(Rows from a dataset)
····················

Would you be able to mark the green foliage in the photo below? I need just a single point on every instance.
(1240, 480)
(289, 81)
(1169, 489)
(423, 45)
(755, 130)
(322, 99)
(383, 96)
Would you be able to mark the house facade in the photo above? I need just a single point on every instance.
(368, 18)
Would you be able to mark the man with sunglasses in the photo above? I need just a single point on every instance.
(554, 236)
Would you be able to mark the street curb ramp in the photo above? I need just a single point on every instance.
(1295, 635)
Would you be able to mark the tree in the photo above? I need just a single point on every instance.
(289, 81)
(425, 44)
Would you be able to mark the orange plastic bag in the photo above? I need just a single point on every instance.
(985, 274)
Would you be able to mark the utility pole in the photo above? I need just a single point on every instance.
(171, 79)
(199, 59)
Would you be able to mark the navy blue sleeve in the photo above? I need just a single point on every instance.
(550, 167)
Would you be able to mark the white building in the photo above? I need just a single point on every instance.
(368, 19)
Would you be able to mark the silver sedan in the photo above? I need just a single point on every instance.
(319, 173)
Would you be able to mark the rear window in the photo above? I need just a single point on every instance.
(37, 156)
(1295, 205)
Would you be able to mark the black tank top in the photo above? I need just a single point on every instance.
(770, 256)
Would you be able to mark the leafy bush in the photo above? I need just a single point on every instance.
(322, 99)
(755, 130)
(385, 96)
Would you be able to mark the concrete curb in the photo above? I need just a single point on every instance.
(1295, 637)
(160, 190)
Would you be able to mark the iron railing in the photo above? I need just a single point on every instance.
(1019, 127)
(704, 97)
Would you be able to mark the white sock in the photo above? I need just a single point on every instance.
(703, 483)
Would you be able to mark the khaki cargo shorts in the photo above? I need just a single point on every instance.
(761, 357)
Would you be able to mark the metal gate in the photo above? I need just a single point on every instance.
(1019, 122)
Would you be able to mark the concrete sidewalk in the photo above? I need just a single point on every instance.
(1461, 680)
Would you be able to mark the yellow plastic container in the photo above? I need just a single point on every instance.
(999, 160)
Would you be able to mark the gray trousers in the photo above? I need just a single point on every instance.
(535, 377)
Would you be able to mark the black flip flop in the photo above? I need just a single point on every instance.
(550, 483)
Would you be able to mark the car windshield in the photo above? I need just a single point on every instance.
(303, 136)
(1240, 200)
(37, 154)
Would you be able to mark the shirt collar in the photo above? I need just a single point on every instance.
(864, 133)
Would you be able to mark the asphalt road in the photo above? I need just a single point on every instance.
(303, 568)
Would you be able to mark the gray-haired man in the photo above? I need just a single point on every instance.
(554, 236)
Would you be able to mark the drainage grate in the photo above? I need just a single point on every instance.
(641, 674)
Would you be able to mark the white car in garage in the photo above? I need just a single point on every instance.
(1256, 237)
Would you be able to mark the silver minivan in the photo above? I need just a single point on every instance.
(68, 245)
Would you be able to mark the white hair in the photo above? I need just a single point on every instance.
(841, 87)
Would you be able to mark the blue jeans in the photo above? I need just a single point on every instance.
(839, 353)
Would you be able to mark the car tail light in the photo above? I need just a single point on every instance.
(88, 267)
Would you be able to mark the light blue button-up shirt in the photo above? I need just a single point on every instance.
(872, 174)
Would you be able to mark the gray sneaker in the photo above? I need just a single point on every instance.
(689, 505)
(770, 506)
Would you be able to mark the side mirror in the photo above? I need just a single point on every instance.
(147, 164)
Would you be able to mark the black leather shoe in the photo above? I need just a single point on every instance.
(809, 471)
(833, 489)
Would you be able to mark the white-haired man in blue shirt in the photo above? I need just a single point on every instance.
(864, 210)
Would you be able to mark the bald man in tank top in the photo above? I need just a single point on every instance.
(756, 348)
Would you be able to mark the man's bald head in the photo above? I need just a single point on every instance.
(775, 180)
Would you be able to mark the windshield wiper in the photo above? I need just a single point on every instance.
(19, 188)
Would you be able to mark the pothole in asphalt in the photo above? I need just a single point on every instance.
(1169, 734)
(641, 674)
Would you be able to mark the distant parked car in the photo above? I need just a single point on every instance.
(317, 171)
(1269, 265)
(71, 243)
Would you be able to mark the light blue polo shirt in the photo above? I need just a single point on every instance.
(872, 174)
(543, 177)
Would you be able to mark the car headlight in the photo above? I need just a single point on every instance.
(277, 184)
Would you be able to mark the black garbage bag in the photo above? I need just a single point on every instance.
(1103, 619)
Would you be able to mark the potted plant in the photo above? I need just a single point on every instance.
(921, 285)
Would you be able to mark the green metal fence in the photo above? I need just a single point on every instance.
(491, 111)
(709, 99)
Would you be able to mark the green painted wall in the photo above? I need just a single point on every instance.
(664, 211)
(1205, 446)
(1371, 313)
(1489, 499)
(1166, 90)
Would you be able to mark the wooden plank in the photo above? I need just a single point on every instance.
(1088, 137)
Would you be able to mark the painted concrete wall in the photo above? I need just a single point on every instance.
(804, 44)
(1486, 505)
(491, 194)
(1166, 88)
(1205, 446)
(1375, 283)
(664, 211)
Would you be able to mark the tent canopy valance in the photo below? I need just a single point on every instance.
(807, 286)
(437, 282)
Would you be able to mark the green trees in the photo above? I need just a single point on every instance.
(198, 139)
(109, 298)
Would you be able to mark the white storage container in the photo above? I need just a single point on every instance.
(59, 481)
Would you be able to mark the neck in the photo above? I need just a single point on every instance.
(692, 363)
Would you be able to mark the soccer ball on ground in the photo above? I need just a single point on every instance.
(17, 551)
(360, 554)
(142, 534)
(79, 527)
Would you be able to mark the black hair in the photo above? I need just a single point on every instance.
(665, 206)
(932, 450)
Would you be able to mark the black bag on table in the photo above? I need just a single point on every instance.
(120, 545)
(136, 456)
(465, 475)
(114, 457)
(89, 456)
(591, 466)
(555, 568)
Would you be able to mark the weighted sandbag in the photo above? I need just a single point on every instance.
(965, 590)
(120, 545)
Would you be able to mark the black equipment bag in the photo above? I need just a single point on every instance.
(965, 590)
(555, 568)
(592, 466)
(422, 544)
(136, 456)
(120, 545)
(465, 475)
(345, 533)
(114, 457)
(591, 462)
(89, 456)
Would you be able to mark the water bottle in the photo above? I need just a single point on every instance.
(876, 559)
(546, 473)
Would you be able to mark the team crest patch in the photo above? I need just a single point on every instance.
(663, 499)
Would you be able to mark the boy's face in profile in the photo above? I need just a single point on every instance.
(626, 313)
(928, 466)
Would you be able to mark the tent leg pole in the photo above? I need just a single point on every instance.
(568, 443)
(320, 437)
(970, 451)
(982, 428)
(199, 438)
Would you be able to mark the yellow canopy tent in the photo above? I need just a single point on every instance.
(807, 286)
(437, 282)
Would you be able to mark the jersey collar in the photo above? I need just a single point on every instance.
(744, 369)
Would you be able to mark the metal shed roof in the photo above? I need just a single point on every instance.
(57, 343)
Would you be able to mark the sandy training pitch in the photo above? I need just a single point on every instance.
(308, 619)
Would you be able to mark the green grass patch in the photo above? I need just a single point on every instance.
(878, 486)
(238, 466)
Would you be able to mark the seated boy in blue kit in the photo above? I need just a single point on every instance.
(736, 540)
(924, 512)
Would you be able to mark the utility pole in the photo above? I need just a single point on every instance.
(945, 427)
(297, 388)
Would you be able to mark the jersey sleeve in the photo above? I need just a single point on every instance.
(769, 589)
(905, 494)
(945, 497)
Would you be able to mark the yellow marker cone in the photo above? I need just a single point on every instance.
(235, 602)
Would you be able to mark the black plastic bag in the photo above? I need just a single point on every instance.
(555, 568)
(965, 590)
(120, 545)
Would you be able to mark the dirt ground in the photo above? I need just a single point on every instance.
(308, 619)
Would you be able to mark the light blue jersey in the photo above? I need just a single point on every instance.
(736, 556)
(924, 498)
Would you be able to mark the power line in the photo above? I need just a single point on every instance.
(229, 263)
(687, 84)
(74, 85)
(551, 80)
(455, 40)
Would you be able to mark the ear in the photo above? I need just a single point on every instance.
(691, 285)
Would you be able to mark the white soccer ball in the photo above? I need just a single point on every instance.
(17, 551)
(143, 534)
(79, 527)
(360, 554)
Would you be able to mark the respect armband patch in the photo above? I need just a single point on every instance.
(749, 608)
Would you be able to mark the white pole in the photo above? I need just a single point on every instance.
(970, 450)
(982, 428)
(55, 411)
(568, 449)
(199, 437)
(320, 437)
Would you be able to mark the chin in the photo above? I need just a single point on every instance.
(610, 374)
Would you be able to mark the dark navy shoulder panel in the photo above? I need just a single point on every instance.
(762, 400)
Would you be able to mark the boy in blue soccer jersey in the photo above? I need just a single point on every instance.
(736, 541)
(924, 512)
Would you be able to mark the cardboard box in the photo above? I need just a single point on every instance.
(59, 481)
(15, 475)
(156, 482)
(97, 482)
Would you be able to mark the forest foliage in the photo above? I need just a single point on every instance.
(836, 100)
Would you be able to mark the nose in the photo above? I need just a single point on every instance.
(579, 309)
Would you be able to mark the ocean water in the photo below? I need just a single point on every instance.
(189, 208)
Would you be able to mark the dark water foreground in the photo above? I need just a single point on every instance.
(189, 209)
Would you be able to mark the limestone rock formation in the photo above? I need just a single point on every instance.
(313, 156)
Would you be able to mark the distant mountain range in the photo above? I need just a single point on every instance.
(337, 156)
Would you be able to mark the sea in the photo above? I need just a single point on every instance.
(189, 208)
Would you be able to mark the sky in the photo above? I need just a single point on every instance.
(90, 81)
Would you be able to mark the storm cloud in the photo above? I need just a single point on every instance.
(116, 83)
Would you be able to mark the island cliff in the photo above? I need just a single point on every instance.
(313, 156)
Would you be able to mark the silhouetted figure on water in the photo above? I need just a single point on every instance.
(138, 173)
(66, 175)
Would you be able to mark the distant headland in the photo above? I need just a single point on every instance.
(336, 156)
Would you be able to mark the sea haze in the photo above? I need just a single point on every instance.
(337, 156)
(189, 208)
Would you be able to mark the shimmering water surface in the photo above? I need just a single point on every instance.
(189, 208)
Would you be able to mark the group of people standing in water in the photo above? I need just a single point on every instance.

····················

* [EXERCISE]: Print the line containing "Would you be able to mark the silhouetted" and every line after it to the end of the records above, exactly as written, and nothing else.

* [TASK RESPONSE]:
Would you be able to mark the silhouetted figure on water in the photo above? I need just a single point on every instance.
(138, 173)
(66, 175)
Would you be able to mark the distant headland in the photo above? I need just a single point on every instance.
(336, 156)
Would you be able to mark the sea haze in the photo above? I need just a single point on every instance.
(337, 156)
(189, 208)
Would you be able to mark the shimmering water surface in the photo above? I need just a single point on every instance.
(189, 208)
Would you be able to mark the group of people standing in water in the photo above? I need just a single point on every instance.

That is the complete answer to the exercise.